▸ WORK TO COMPLETE:
**A)** Using the thread on binary file manipulation, decide whether each statement agrees with it, and back each yes or no with the deciding words quoted from the thread: (i) the numbers a file is made of can only range from 0 to 255; (ii) the := operator works in any version of Python 3; (iii) the number 97 stands for the capital letter "A".
**B)** Write out the passage of the binary file thread starting at "File manipulation in" and ending at "branch out a bit.", word for word.

## begin EXTRACTED TEXT

Search code examples
pythonfilebinaryfile-manipulation

File manipulation in binary


Is it possible to convert a file text/image/mp3 to just the binary code thats its made up of for it then to be manipulated for example in python or whatever language. I poked around a bit online and Binary files were mentioned a lot but nothing was particularly useful or coherent. Thanks for any info, i've done a fair bit of high level programming so now am looking to branch out a bit.


Solution

  • If you want to manipulate binary files, use the rb (read binary) and wb (write binary) file modes:

    with open('binary_file.mp3', 'rb') as f:
        first_byte = f.read(1)
    

    To be clear, all files are binary. Some binary files can be interpreted as text files, but they're still stored in binary underneath. Think of it this way, a file is a series of numbers, the numbers can only be in the range 0 to 255. Then in the 60's and 70's some Americans decided that if you see the number 65, it's actually the capital letter "A", then 66 is "B" etc. Then 97 is lower case "a" 98 is "b" etc. and we would never use numbers greater than 127. You could come up with your own mapping of numbers to letters (and other people in different countries did) but you should probably use the mapping people have more or less all agreed on using, which is called ASCII (and its extension, UTF-8). If you want to look at the actual numbers under the hood of a file, you need a hex editor. But they represent numbers not like we are used to.

    If you want to see what the actual ones and zeros of a file are just use this (the := operator requires Python 3.8+)

    with open('binary_file_name', 'rb') as f:
        while byte := f.read(1):
            print(f'{ord(byte):08b}')

## end EXTRACTED TEXT
## begin ENTRIES SUPPLIED

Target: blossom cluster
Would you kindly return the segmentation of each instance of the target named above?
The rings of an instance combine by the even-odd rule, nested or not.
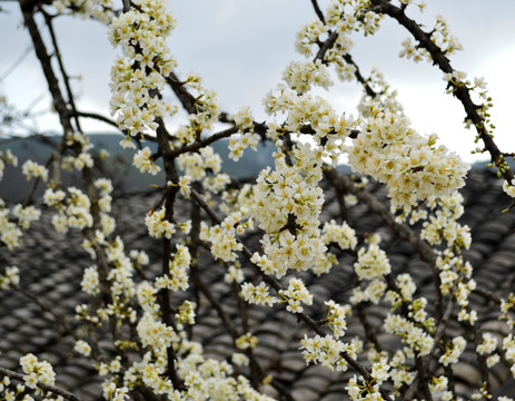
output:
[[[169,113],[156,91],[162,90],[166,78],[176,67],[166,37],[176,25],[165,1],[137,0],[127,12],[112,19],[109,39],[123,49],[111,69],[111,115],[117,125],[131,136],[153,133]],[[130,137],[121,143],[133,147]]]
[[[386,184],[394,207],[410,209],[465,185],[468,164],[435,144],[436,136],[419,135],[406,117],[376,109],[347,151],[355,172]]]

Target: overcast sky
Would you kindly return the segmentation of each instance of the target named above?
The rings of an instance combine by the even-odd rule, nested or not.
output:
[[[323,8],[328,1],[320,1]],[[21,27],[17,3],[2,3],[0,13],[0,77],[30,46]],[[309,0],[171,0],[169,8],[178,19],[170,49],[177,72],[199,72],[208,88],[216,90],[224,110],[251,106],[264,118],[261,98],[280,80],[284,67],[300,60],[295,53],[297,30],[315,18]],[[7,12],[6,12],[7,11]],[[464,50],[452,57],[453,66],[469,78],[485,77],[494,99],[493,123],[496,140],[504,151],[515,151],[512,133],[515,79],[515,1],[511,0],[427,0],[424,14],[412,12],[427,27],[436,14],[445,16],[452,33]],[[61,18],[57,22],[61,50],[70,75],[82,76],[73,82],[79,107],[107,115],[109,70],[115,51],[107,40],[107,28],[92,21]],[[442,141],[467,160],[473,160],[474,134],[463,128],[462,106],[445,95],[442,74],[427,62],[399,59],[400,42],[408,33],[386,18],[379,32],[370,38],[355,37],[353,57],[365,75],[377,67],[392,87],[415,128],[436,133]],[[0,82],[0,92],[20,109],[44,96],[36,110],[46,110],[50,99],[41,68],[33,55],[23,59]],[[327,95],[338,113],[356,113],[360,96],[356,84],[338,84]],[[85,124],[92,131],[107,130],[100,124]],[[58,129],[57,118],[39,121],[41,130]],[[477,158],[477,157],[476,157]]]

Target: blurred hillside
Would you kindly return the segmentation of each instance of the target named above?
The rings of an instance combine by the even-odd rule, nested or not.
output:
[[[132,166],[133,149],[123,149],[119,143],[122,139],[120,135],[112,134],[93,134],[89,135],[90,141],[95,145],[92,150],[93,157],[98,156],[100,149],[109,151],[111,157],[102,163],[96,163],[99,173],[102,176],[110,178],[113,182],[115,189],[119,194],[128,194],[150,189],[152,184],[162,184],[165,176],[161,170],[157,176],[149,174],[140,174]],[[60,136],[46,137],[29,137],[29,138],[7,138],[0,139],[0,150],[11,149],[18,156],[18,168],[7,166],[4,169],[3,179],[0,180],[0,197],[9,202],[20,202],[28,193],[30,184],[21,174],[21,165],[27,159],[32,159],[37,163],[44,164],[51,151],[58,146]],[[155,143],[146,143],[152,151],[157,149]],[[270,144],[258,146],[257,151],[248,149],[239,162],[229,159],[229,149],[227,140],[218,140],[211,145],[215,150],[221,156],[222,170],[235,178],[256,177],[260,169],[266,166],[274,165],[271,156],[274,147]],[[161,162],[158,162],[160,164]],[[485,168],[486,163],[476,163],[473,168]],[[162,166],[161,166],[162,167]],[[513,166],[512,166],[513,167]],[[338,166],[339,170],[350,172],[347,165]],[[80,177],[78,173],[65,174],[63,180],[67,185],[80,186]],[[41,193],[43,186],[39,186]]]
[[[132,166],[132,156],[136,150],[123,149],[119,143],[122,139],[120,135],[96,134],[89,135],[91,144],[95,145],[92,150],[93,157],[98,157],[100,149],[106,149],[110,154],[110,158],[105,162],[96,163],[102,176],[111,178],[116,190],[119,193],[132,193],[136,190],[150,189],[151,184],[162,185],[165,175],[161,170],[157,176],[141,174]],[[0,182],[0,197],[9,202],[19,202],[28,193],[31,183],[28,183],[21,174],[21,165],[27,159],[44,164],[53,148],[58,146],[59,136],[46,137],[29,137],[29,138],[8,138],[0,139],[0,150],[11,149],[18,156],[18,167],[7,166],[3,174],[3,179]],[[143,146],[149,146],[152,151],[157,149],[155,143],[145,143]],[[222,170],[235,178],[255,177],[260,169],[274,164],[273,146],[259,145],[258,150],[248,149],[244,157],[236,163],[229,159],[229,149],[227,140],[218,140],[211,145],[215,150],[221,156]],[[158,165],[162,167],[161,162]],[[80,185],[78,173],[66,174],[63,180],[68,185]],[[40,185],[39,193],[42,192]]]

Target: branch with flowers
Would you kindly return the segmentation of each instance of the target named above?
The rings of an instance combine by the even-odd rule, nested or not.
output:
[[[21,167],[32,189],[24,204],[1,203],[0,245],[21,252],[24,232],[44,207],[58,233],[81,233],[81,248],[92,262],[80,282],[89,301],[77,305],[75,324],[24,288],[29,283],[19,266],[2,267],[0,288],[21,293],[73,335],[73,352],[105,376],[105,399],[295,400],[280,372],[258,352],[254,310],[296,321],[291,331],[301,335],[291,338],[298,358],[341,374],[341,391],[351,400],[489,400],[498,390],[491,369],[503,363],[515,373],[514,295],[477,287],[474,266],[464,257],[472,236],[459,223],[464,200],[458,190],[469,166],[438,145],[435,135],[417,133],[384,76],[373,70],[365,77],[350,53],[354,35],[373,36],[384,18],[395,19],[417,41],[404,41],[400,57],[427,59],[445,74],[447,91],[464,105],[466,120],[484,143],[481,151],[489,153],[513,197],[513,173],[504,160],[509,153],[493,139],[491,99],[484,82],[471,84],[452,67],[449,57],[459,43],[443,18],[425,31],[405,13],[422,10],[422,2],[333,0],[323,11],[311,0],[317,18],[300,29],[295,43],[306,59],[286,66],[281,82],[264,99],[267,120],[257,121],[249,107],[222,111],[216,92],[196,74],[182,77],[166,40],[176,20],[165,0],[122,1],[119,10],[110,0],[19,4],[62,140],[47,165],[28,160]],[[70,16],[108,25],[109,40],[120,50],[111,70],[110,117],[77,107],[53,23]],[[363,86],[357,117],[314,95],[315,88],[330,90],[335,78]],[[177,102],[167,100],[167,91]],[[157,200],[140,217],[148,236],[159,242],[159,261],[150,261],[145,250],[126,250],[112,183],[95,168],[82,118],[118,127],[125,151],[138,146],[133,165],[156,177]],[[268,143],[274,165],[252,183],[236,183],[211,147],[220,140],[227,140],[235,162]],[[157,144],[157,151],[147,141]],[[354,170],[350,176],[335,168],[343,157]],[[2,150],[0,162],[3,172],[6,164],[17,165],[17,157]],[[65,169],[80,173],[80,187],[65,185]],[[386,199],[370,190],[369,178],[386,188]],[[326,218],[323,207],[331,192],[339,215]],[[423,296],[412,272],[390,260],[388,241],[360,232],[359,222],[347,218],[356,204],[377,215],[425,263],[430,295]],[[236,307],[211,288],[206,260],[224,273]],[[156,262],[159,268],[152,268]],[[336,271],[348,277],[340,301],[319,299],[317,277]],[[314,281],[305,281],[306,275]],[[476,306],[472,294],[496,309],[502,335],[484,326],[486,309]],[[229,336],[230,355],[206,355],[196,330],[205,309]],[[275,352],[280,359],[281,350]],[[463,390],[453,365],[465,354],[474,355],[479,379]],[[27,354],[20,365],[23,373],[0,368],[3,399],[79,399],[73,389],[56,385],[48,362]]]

## end ENTRIES SUPPLIED

▸ OUTPUTS:
**A)**
(i) Yes: "the numbers can only be in the range 0 to 255"
(ii) No: "the := operator requires Python 3.8+"
(iii) No: "Then 97 is lower case "a""

**B)**
File manipulation in binary


Is it possible to convert a file text/image/mp3 to just the binary code thats its made up of for it then to be manipulated for example in python or whatever language. I poked around a bit online and Binary files were mentioned a lot but nothing was particularly useful or coherent. Thanks for any info, i've done a fair bit of high level programming so now am looking to branch out a bit.